Rewrite the lines below as a numbered list with blank lines omitted, starting at the line that contains "Each instance receives one keypoint. Mark the elderly" and ending at the final line, both included.

>> start Input for this task

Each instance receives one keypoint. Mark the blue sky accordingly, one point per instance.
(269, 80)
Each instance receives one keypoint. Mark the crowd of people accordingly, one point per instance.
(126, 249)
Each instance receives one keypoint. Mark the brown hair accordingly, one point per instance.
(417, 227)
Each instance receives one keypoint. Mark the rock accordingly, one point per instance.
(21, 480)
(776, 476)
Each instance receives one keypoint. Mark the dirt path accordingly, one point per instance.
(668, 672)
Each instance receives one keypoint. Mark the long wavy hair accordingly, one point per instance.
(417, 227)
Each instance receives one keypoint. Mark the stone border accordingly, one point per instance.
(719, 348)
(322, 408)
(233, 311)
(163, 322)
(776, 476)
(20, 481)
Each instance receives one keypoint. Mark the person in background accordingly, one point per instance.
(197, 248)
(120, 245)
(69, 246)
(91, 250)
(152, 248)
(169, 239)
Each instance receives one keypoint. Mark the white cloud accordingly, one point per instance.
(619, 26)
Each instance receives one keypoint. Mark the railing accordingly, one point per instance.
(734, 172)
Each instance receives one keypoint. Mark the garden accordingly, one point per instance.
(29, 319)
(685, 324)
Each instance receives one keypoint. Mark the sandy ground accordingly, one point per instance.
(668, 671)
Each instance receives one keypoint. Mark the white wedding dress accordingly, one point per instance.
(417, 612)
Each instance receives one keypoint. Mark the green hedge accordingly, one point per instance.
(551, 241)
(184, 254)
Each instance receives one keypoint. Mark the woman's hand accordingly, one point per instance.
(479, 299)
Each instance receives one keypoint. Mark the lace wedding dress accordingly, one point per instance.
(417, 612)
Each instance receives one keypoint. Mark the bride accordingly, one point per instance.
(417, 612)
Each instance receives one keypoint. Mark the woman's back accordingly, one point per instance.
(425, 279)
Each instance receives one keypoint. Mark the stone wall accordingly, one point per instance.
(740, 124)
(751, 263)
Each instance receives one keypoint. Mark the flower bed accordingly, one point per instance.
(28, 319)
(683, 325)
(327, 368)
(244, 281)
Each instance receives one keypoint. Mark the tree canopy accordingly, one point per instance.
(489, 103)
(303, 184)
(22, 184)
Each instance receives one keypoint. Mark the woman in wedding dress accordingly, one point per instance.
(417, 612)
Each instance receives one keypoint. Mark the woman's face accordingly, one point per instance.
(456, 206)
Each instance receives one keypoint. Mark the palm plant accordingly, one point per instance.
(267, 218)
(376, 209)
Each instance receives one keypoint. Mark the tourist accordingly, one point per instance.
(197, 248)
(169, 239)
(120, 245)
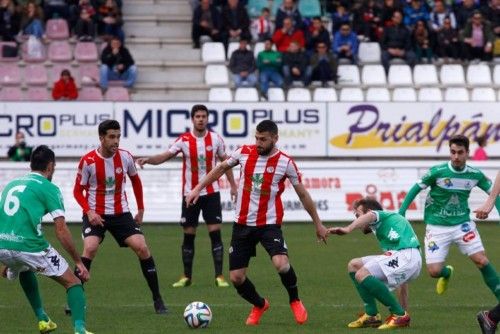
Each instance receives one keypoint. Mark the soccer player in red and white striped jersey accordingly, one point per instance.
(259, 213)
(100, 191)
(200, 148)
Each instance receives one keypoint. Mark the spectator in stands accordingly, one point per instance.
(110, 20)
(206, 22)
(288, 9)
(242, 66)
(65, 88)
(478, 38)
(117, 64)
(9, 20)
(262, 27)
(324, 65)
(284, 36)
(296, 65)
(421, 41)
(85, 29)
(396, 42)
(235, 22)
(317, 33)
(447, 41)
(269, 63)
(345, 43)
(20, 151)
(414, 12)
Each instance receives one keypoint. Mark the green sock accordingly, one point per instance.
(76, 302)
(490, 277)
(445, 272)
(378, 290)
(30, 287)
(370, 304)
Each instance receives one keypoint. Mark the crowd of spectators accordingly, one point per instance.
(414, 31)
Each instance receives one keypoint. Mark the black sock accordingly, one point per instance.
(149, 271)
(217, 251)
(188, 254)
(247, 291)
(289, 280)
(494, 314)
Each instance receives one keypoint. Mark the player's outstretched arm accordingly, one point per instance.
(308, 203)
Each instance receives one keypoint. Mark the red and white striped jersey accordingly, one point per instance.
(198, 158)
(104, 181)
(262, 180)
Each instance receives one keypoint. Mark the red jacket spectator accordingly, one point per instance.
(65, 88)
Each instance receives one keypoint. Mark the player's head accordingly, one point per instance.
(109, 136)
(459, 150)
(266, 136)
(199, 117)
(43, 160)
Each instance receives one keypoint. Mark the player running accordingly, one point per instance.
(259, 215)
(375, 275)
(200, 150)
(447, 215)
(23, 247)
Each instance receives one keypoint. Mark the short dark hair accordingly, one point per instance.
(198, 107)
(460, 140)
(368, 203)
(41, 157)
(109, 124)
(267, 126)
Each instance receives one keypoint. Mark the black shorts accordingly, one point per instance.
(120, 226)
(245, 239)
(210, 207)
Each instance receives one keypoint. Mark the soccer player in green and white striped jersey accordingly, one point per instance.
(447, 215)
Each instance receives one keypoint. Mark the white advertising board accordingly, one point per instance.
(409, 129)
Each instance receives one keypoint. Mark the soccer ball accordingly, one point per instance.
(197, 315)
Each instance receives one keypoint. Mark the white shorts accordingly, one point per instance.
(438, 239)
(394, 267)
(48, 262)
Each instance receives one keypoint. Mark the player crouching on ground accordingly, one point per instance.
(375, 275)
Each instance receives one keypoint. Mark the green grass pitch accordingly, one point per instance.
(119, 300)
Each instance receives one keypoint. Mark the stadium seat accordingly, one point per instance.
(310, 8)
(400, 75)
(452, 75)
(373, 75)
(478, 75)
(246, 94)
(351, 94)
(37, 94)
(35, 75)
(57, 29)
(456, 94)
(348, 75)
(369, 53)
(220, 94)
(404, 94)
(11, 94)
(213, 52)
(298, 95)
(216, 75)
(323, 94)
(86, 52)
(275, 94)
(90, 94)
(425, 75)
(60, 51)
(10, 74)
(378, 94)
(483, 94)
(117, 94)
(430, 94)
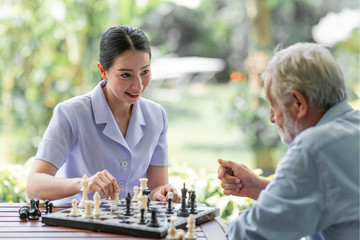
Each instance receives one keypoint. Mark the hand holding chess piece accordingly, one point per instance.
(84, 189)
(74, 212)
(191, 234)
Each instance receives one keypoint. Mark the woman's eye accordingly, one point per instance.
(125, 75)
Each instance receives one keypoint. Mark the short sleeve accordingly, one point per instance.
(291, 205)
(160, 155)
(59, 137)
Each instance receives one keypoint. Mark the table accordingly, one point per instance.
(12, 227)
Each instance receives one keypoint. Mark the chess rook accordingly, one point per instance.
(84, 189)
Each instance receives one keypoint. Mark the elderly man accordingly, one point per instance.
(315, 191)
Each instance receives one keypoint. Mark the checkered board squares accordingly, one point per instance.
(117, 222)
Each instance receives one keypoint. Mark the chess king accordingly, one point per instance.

>> end Input for this task

Response for this exercise:
1. Each instance receives one keypoint. Mark the elderly man accordingly, one point per instance.
2. (315, 191)
3. Each instance receives one keypoint. Mark the checkered board squares accordingly, one point per instance.
4. (117, 222)
5. Each instance receives one keypoint. Mark the chess king accordingly, one point per instance.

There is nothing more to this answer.